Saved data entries
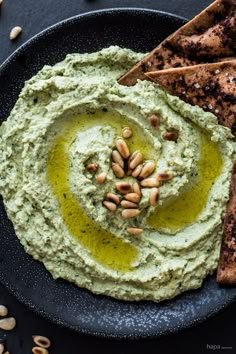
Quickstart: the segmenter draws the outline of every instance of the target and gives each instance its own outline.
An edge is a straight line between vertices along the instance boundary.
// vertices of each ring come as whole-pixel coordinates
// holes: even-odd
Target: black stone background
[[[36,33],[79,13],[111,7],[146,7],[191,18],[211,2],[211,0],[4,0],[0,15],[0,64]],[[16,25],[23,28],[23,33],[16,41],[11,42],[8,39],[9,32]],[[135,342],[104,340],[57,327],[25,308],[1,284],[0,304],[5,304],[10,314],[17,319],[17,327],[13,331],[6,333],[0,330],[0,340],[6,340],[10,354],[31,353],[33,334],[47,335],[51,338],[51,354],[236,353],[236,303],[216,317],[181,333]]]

Work task: Find how many lines in the records contain the string "vertices", then give the number alone.

Answer section: 2